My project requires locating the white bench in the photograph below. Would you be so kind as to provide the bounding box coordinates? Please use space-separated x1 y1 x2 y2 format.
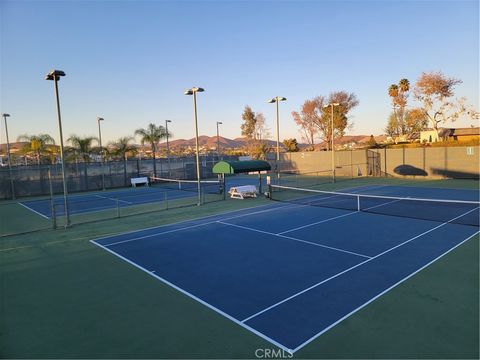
228 185 257 199
130 177 148 187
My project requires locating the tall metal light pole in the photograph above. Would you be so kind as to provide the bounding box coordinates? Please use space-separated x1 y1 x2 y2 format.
184 87 205 206
97 116 105 190
268 96 287 177
323 103 340 182
45 70 70 227
2 113 15 199
217 121 223 161
165 120 172 178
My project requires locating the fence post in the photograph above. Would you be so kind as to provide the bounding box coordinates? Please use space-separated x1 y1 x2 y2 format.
383 146 387 177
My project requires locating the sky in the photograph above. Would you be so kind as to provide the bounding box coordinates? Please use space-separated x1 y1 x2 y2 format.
0 0 479 143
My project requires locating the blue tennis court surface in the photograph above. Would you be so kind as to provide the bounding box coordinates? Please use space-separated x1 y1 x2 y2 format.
93 186 479 353
20 177 256 218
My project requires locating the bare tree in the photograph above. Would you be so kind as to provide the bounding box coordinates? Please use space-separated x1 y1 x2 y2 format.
414 72 479 130
292 97 323 150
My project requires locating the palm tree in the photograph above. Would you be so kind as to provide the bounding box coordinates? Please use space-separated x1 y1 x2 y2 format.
110 136 137 186
67 135 98 189
17 134 55 165
398 79 410 93
135 123 171 176
388 84 398 98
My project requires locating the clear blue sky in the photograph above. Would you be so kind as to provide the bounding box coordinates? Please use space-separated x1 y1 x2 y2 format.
0 0 479 142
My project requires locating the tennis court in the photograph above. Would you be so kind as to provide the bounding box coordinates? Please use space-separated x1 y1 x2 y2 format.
19 177 270 218
92 186 479 353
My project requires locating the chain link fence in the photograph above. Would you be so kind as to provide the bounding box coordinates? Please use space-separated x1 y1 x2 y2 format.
0 155 238 199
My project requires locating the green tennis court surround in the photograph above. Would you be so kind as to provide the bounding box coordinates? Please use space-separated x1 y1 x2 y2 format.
212 160 271 174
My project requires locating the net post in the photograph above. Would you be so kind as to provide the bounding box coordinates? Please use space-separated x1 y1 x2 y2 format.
48 166 57 229
50 199 57 229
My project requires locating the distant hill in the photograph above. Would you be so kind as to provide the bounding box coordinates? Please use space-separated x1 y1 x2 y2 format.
158 135 276 149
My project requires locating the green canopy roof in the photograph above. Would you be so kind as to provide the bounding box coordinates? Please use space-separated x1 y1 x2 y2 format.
212 160 271 174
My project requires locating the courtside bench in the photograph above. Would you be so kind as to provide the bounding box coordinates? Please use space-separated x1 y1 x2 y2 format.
130 177 148 187
228 185 257 199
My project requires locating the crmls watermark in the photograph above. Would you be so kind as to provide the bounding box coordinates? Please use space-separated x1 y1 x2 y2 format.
255 349 293 359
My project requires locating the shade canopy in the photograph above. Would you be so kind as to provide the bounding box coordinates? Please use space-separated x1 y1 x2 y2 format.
212 160 271 174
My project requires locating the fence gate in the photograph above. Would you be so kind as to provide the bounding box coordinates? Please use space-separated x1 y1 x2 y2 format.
367 150 381 176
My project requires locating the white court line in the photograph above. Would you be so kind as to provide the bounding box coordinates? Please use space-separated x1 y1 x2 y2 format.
90 240 293 354
94 195 133 205
238 209 476 322
293 231 480 352
217 220 371 259
104 205 302 246
17 202 50 219
277 211 358 235
277 195 400 235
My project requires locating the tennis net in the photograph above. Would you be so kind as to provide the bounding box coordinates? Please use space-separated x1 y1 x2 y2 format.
150 176 223 194
269 185 480 227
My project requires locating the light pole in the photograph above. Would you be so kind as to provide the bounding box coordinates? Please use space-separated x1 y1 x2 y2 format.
2 113 15 199
268 96 287 177
45 70 70 227
323 103 340 182
165 120 172 178
97 116 105 190
184 87 205 206
217 121 223 161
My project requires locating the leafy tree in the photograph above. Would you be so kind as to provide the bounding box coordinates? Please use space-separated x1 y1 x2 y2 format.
110 136 137 186
17 134 55 165
255 113 270 141
67 135 98 163
67 135 98 189
405 108 428 134
247 141 269 160
367 135 378 148
388 79 410 136
414 72 479 130
384 108 428 137
318 91 359 150
240 105 257 140
292 98 316 150
283 139 300 152
241 105 270 159
135 123 172 176
384 112 398 137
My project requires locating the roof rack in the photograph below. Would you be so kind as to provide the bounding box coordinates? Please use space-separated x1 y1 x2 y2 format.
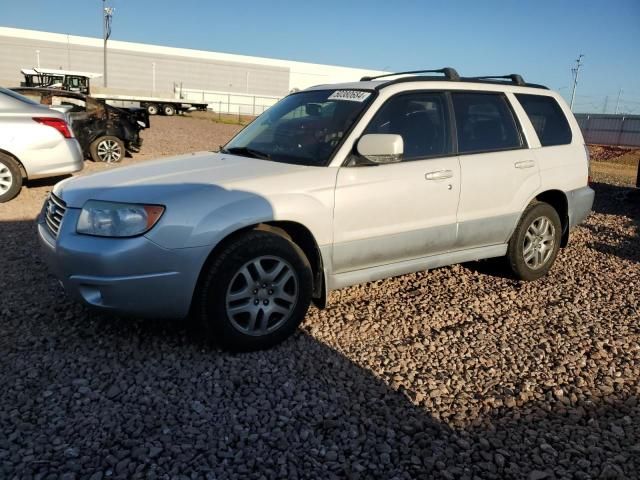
464 73 527 86
360 67 460 82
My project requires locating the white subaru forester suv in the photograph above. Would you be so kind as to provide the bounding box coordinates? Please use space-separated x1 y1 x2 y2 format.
39 68 594 350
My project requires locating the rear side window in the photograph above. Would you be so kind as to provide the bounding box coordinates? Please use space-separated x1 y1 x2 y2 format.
364 92 452 161
516 93 571 147
451 93 523 153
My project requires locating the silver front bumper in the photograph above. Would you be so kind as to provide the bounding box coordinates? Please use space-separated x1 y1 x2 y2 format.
38 208 210 318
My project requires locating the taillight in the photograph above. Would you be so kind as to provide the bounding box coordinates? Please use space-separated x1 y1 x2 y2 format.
33 117 73 138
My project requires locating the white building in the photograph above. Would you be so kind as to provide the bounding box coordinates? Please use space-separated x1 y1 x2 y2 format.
0 27 383 113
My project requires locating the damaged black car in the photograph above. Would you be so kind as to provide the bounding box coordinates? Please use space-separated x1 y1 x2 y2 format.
12 87 150 163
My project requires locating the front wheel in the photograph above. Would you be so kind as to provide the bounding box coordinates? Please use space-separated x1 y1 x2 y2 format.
197 231 312 351
507 202 562 280
89 135 125 163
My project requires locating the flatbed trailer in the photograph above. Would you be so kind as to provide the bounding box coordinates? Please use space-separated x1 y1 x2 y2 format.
21 67 208 116
92 93 208 116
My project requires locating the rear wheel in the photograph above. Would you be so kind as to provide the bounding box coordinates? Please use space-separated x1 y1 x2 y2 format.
162 105 176 117
0 153 22 203
89 135 125 163
197 231 312 351
507 202 562 280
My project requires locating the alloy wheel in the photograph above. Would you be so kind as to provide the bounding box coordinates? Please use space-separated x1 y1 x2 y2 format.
522 216 556 270
225 256 299 336
0 162 13 195
97 139 122 163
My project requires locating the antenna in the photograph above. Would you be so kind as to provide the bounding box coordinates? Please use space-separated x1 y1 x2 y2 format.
569 54 584 112
102 0 115 88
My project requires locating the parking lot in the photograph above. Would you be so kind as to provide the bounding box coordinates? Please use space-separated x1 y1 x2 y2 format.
0 117 640 480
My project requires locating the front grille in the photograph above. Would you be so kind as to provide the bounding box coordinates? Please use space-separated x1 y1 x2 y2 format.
44 193 67 237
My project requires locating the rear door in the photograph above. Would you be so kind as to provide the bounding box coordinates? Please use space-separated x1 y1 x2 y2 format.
451 91 540 249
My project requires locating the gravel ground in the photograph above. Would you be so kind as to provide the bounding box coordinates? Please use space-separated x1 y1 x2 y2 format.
0 117 640 480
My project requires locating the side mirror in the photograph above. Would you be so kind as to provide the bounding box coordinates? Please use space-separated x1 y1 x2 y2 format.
304 103 322 117
356 133 404 164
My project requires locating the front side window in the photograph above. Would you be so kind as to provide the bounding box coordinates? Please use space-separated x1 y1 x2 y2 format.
451 93 523 153
221 89 374 167
364 92 451 161
516 93 571 147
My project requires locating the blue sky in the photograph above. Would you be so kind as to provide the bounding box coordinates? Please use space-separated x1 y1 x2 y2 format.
0 0 640 114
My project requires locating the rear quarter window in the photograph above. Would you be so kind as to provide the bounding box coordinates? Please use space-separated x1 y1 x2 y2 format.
516 93 572 147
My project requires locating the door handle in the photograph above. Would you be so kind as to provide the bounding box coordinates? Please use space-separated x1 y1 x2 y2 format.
424 170 453 180
513 160 536 168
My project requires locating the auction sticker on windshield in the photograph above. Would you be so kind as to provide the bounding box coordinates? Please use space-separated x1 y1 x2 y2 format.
327 90 371 102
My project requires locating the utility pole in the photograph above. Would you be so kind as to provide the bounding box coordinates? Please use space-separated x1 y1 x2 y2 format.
102 0 114 88
616 89 622 115
569 54 584 112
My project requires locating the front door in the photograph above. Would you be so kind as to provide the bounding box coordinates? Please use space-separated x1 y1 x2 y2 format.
333 92 460 273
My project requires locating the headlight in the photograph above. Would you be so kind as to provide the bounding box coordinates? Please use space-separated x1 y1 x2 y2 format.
76 200 164 237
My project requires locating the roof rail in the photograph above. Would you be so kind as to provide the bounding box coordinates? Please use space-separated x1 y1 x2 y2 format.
464 73 527 87
360 67 460 82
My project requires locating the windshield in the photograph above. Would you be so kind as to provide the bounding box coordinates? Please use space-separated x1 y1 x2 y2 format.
220 90 373 167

==========

Your goal — Print the rows verbatim, beginning at the line that contains "My project requires locating the courtside" and ending after the line that contains "269 185 480 227".

Result of this task —
My project requires locating the courtside bench in the photograph above. Would you be so kind as to provide the bounding box coordinates? Please use space-separated x1 y1 x2 y2 format.
130 177 148 187
228 185 257 199
My project requires locating the crmls watermark in the photograph above. Would you be so kind as to provide the bounding box coordinates? Please use space-separated x1 y1 x2 y2 format.
255 349 293 359
My project requires locating the shade canopy in the photograph above. Would you be so kind as to provide the bounding box coordinates? Please use space-separated x1 y1 x2 y2 format.
212 160 271 174
My project requires locating the fence gate in the photograph above. Would you be so kind as to provide the bounding box coordinates? Please use space-separated x1 y1 x2 y2 format.
367 150 381 176
My project requires locating the white court line in the photograph above. Would you be so kind as to provide the bounding box coordinates? Please use space-separated x1 y1 x2 y2 format.
90 240 293 354
94 195 133 205
238 209 476 322
293 231 480 352
217 220 371 259
104 205 302 246
17 202 50 219
277 211 358 235
277 195 400 235
My project requires locating the tennis net in the photograph above. Would you be so kind as to provide the bounding box coordinates? Please use space-separated x1 y1 x2 y2 format.
150 176 223 194
269 185 480 227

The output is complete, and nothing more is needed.